# Start of Materials provided
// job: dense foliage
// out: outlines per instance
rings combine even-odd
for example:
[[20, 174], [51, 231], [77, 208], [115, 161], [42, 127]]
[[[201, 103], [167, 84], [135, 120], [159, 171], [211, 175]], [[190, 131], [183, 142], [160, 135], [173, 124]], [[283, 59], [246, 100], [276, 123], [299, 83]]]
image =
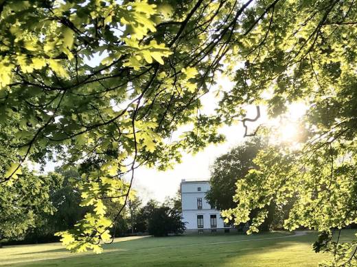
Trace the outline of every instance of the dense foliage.
[[35, 175], [23, 168], [16, 176], [0, 187], [0, 244], [4, 239], [23, 237], [29, 228], [43, 223], [43, 216], [56, 210], [49, 191], [60, 186], [60, 175]]
[[233, 201], [236, 190], [235, 183], [255, 167], [253, 160], [266, 145], [260, 139], [254, 138], [233, 148], [215, 160], [211, 166], [211, 189], [206, 193], [206, 199], [211, 206], [218, 210], [235, 207], [235, 203]]
[[[331, 240], [356, 220], [354, 0], [5, 0], [0, 12], [0, 145], [15, 154], [1, 162], [0, 181], [54, 153], [80, 162], [73, 183], [93, 209], [60, 233], [67, 248], [100, 252], [114, 225], [104, 200], [120, 214], [137, 166], [165, 168], [183, 150], [221, 142], [222, 123], [242, 120], [249, 135], [260, 110], [244, 118], [246, 104], [284, 122], [303, 102], [304, 138], [260, 153], [227, 215], [240, 223], [260, 209], [255, 230], [272, 199], [295, 198], [286, 226], [323, 231], [318, 250], [356, 262], [354, 242]], [[218, 71], [235, 86], [217, 92], [209, 116], [200, 99]]]
[[148, 222], [148, 232], [154, 236], [183, 233], [186, 229], [181, 212], [165, 205], [154, 209]]

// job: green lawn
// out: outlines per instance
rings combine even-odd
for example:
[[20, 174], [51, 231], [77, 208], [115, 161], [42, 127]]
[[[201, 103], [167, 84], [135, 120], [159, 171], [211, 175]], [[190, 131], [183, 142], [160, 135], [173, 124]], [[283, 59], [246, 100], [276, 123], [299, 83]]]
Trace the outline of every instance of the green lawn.
[[[352, 237], [354, 232], [345, 231], [343, 238]], [[316, 237], [314, 233], [292, 236], [275, 232], [124, 238], [105, 246], [100, 255], [71, 253], [60, 243], [8, 246], [0, 249], [0, 266], [314, 266], [327, 258], [312, 251]]]

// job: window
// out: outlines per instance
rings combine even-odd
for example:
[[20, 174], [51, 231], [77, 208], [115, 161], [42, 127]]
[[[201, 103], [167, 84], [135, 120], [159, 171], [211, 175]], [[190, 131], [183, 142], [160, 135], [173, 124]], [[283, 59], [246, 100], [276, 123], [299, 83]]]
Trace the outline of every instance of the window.
[[217, 215], [211, 214], [210, 220], [211, 220], [211, 228], [216, 228], [217, 227]]
[[202, 209], [202, 199], [197, 199], [197, 209]]
[[197, 228], [203, 228], [203, 215], [197, 215]]
[[231, 225], [229, 223], [226, 223], [225, 222], [223, 222], [223, 227], [230, 227]]

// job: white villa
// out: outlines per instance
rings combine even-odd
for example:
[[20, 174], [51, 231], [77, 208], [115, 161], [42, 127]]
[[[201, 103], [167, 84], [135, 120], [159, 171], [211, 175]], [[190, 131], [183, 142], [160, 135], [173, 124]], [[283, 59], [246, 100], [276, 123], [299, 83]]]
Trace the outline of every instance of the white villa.
[[220, 211], [213, 209], [206, 201], [205, 194], [209, 188], [209, 181], [181, 181], [182, 216], [183, 222], [186, 222], [186, 233], [236, 230], [226, 225]]

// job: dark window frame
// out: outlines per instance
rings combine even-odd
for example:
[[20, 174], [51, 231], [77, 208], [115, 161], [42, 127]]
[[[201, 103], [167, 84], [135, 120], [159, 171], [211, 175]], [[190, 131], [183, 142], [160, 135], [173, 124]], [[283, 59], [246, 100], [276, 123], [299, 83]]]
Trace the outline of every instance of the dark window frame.
[[[202, 222], [202, 224], [201, 224]], [[197, 215], [197, 228], [203, 228], [203, 215]]]
[[202, 198], [197, 199], [197, 209], [202, 209]]
[[217, 228], [217, 214], [209, 215], [209, 222], [211, 223], [211, 228]]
# End of Materials provided
• [Exercise prompt]:
Return all of the data above word for word, with any pictures left out.

• [Problem solution]:
// job: dense foliage
// out: outlines per instance
rings combine even-odd
for example:
[[20, 174], [51, 231], [77, 208], [115, 161], [42, 127]]
[[[201, 103], [167, 84], [135, 120], [159, 171], [211, 175]], [[190, 131], [183, 142], [160, 135], [173, 124]], [[283, 59], [246, 100], [276, 123], [299, 83]]]
image =
Trace the outline of every instance of the dense foliage.
[[35, 175], [23, 168], [16, 176], [0, 187], [0, 244], [4, 239], [23, 237], [29, 228], [43, 223], [43, 216], [56, 210], [49, 191], [60, 186], [60, 175]]
[[233, 201], [236, 190], [235, 183], [255, 167], [253, 160], [266, 145], [260, 139], [254, 138], [233, 148], [215, 160], [211, 166], [211, 189], [206, 193], [206, 199], [211, 206], [218, 210], [235, 207], [235, 203]]
[[[331, 240], [356, 220], [354, 0], [5, 0], [0, 12], [0, 145], [15, 154], [1, 162], [0, 181], [54, 153], [80, 162], [73, 183], [93, 209], [60, 233], [67, 248], [100, 252], [114, 225], [104, 200], [120, 214], [137, 166], [165, 168], [183, 150], [221, 142], [222, 123], [242, 120], [249, 135], [260, 110], [244, 118], [246, 104], [284, 122], [303, 102], [304, 138], [260, 153], [227, 215], [240, 223], [260, 209], [255, 230], [272, 199], [295, 198], [286, 226], [323, 231], [318, 250], [356, 262], [354, 242]], [[218, 71], [235, 86], [217, 92], [209, 116], [200, 99]]]
[[148, 222], [148, 232], [154, 236], [183, 233], [186, 229], [181, 212], [165, 205], [154, 209]]

// job: green lawn
// out: outlines per instance
rings combine even-odd
for example:
[[20, 174], [51, 231], [77, 208], [115, 161], [42, 127]]
[[[201, 103], [167, 84], [135, 120], [159, 171], [211, 175]], [[190, 131], [183, 142], [160, 135], [173, 124]], [[283, 59], [246, 100], [276, 123], [299, 83]]]
Trace the outline of every instance of the green lawn.
[[[352, 237], [354, 232], [345, 231], [343, 238]], [[316, 237], [314, 233], [292, 236], [275, 232], [124, 238], [105, 246], [100, 255], [71, 253], [60, 243], [8, 246], [0, 249], [0, 266], [314, 266], [327, 258], [312, 251]]]

// job: window
// out: outlines per instance
rings combine even-odd
for example:
[[20, 174], [51, 231], [77, 208], [115, 161], [42, 127]]
[[[201, 103], [167, 84], [135, 120], [159, 171], [211, 175]], [[190, 131], [183, 142], [160, 135], [173, 124]], [[283, 59], [246, 100], [276, 123], [299, 83]]]
Trace the outline of every instance of the window.
[[217, 215], [211, 214], [210, 220], [211, 220], [211, 228], [216, 228], [217, 227]]
[[202, 209], [202, 199], [197, 199], [197, 209]]
[[197, 228], [203, 228], [203, 215], [197, 215]]
[[231, 225], [229, 223], [226, 223], [225, 222], [223, 222], [223, 227], [230, 227]]

// job: white villa
// out: outlines per instance
rings combine even-odd
for example:
[[20, 174], [51, 231], [77, 208], [115, 161], [42, 127]]
[[[201, 103], [167, 84], [135, 120], [159, 171], [211, 175]], [[190, 131], [183, 142], [160, 135], [173, 124]], [[283, 59], [246, 100], [276, 123], [299, 83]]]
Trace the outline of every instance of the white villa.
[[220, 211], [213, 209], [206, 201], [205, 194], [209, 188], [209, 181], [181, 181], [182, 216], [183, 222], [186, 222], [186, 233], [236, 230], [226, 225]]

// job: dark window frame
// out: outlines per instance
rings combine even-odd
for example:
[[20, 174], [51, 231], [77, 208], [115, 161], [42, 127]]
[[[201, 103], [167, 84], [135, 120], [159, 171], [211, 175]], [[190, 131], [183, 142], [160, 135], [173, 124]], [[283, 59], [246, 100], [276, 123], [299, 83]]]
Trace the outline of every instance of the dark window frame.
[[[202, 222], [202, 224], [201, 224]], [[197, 215], [197, 228], [203, 228], [203, 215]]]
[[202, 198], [197, 199], [197, 209], [202, 209]]
[[217, 228], [217, 214], [209, 215], [209, 222], [211, 223], [211, 228]]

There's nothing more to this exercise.